** What is expected **
Up to and including the line containing "box: [15, 17, 1247, 168]", please reproduce the lines of the listing below, starting from the top.

** Available records **

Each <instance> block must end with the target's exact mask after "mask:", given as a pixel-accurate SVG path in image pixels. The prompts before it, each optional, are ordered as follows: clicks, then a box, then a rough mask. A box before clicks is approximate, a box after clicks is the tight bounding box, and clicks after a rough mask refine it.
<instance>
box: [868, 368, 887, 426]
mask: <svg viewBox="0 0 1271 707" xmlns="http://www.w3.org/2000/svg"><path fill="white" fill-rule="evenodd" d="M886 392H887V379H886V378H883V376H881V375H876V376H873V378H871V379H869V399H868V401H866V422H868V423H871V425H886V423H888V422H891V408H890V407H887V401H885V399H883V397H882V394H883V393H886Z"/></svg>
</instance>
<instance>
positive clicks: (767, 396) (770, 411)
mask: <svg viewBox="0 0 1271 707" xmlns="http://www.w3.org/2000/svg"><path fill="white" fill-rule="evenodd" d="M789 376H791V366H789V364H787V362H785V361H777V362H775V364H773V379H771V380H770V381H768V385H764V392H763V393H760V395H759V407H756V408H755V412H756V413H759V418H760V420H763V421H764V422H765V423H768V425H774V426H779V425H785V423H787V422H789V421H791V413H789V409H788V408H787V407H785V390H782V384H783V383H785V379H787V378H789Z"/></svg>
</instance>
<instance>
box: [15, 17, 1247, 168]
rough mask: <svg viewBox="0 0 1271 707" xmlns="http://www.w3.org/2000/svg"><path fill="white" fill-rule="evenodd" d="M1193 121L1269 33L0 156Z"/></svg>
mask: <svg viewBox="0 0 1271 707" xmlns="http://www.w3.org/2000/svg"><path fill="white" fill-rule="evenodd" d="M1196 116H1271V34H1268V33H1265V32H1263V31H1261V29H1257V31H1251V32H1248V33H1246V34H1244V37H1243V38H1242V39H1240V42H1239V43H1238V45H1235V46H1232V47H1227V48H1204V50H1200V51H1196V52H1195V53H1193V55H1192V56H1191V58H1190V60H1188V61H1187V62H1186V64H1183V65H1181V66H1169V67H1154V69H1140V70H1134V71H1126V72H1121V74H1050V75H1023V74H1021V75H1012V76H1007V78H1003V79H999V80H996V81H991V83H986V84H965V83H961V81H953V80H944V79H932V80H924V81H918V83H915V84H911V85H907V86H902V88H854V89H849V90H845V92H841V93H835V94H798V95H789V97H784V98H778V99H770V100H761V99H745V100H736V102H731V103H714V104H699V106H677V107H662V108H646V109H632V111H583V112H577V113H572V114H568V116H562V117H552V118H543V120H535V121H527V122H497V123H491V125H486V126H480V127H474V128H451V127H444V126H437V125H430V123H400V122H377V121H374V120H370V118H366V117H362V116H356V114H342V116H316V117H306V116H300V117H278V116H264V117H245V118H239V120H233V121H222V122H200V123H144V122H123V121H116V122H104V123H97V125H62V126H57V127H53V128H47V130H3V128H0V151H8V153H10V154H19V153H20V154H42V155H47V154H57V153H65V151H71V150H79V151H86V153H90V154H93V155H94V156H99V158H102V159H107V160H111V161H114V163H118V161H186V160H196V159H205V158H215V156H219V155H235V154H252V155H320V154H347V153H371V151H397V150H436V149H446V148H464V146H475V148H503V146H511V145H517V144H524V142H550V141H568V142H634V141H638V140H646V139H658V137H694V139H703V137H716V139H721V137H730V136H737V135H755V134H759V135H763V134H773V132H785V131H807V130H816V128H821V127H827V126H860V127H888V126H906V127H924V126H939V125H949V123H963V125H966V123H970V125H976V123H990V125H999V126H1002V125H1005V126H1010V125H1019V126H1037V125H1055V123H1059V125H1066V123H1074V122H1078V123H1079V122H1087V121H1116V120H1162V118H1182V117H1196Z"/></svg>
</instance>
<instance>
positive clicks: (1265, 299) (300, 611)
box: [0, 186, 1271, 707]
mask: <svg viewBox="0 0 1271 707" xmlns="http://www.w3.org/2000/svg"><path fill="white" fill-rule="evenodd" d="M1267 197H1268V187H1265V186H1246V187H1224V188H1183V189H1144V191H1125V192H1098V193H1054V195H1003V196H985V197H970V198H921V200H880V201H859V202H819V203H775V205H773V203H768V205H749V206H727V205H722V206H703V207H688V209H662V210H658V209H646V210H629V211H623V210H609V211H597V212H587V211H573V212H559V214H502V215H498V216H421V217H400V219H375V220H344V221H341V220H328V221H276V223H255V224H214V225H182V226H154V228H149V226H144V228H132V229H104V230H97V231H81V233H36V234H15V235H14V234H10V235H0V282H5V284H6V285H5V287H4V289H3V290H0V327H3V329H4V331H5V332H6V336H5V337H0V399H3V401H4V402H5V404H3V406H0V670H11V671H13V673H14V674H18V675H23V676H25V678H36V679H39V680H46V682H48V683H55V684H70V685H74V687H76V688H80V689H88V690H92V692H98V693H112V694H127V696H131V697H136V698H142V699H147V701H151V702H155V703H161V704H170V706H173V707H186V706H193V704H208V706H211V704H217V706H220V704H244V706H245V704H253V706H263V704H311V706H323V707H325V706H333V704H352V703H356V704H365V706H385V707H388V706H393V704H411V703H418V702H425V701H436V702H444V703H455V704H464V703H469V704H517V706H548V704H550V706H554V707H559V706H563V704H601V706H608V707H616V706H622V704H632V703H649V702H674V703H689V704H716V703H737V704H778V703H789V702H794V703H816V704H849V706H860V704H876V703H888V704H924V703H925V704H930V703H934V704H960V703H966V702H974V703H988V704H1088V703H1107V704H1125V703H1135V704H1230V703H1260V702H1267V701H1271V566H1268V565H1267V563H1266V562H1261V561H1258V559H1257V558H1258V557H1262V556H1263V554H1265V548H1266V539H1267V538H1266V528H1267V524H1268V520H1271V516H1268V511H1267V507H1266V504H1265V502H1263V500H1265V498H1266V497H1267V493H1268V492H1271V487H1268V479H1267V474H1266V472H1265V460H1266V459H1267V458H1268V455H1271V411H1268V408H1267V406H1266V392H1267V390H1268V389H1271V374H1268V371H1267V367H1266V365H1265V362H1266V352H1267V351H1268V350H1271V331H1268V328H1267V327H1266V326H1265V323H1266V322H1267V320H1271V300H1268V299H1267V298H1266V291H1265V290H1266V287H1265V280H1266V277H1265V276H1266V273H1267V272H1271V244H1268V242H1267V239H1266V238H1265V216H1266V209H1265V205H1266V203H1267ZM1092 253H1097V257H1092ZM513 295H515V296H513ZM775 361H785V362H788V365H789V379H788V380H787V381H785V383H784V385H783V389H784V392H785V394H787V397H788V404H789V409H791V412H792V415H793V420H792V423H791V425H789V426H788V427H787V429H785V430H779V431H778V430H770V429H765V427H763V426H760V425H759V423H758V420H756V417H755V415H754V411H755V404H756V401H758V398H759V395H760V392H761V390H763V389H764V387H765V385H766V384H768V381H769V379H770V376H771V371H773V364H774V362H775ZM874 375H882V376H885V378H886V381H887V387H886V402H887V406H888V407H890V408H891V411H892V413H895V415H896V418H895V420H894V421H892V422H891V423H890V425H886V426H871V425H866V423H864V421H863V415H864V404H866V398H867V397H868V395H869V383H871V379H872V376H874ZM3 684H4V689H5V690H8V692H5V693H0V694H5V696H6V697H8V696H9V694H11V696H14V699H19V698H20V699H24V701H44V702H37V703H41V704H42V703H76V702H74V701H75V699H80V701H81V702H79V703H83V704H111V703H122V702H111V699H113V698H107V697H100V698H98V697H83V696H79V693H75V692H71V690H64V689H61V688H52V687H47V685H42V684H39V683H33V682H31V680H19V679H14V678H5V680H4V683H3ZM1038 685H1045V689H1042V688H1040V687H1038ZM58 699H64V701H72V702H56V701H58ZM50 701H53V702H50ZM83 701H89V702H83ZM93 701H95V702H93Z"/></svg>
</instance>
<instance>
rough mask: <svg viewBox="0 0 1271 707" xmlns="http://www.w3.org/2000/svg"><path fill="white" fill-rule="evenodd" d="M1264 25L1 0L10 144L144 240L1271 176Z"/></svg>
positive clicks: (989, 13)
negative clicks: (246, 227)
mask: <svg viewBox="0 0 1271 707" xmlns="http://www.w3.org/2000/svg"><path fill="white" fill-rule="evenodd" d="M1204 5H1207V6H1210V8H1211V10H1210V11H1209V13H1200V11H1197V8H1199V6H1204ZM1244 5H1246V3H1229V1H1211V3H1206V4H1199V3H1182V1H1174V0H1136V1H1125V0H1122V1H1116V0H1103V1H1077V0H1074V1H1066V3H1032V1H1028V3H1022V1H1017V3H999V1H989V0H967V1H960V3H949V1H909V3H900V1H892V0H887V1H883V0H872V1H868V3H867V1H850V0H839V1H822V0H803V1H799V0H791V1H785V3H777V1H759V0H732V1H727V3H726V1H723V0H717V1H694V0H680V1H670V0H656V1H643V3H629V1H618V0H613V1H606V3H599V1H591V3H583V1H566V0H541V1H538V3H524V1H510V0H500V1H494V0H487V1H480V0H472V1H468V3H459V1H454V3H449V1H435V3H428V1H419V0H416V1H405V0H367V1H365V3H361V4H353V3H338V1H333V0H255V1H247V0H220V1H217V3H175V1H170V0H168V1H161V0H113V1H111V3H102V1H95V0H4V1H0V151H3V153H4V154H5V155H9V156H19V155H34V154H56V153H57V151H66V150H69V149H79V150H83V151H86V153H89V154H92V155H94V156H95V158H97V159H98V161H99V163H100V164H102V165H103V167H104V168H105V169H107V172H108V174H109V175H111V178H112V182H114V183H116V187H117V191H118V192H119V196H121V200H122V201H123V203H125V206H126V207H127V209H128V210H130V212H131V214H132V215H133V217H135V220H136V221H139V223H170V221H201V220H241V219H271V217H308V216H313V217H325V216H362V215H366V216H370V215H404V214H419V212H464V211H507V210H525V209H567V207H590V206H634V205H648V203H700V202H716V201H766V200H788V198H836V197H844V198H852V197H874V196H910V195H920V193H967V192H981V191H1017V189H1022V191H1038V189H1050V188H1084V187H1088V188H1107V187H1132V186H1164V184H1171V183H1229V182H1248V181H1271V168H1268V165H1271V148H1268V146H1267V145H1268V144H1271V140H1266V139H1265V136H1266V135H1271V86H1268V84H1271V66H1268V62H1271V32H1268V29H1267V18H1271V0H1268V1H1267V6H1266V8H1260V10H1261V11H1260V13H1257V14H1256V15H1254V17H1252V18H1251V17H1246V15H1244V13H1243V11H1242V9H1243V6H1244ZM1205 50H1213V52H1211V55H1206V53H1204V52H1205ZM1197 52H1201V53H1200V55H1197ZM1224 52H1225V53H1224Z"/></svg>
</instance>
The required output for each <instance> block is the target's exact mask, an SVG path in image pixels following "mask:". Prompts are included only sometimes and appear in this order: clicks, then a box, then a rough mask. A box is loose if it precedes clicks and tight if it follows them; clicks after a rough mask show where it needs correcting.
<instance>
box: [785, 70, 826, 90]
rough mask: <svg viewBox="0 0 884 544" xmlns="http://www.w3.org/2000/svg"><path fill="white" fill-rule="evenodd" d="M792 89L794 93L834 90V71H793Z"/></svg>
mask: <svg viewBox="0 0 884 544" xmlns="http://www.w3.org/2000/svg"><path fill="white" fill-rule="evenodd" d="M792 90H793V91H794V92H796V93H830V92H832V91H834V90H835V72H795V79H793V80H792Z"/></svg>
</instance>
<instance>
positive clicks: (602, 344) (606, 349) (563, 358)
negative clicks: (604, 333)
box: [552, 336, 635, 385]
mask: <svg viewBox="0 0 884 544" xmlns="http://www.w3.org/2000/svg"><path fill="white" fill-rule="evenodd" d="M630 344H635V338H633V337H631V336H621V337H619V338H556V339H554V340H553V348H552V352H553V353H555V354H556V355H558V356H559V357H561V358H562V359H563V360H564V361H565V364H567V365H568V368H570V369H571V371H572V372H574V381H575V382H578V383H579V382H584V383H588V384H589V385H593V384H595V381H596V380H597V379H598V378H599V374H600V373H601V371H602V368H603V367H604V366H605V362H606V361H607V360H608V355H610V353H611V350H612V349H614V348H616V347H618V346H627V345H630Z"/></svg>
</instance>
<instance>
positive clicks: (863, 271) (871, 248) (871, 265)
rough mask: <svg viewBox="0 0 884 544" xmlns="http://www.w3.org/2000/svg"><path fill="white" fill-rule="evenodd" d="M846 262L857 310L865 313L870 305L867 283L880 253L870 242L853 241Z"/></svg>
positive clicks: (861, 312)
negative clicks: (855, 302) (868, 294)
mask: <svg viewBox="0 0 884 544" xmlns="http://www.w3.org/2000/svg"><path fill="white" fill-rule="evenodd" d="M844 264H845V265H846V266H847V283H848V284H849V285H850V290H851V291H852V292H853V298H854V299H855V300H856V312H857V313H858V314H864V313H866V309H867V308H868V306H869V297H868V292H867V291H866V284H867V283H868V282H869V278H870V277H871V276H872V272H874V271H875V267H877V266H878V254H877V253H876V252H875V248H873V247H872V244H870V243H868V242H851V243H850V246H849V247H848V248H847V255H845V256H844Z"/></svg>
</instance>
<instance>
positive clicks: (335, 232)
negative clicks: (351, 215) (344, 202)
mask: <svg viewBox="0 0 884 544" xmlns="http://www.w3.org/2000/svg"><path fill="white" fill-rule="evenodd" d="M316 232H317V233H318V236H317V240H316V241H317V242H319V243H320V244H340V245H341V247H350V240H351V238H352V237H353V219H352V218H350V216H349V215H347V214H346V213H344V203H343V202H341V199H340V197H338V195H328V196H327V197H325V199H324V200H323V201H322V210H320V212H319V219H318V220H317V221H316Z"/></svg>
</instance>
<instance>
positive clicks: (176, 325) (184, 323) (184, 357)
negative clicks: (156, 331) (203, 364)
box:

** Problem solution **
Each <instance> block must end with the target's exact mask after "mask:", given as a pixel-accurate SVG path in image pixels. The prompts before it, each optional, are ordered as follows: clicks, then a box, then a rough mask. A box before clicks is approximate, a box after clicks is the tight bounding box, and clicks after a rough mask refine it.
<instance>
box: [868, 368, 887, 426]
mask: <svg viewBox="0 0 1271 707" xmlns="http://www.w3.org/2000/svg"><path fill="white" fill-rule="evenodd" d="M886 392H887V379H886V378H883V376H881V375H876V376H873V378H871V379H869V399H868V401H866V422H868V423H871V425H886V423H888V422H891V408H890V407H887V401H885V399H883V397H882V394H883V393H886Z"/></svg>
</instance>
<instance>
positive clicks: (767, 396) (770, 411)
mask: <svg viewBox="0 0 1271 707" xmlns="http://www.w3.org/2000/svg"><path fill="white" fill-rule="evenodd" d="M789 376H791V366H789V364H787V362H785V361H777V362H775V364H773V379H771V380H770V381H768V385H764V392H763V393H760V395H759V407H756V408H755V412H756V413H759V418H760V420H763V421H764V422H765V423H768V425H774V426H779V425H785V423H787V422H789V421H791V413H789V409H788V408H787V407H785V390H782V384H783V383H785V379H787V378H789Z"/></svg>
</instance>
<instance>
box: [15, 17, 1247, 168]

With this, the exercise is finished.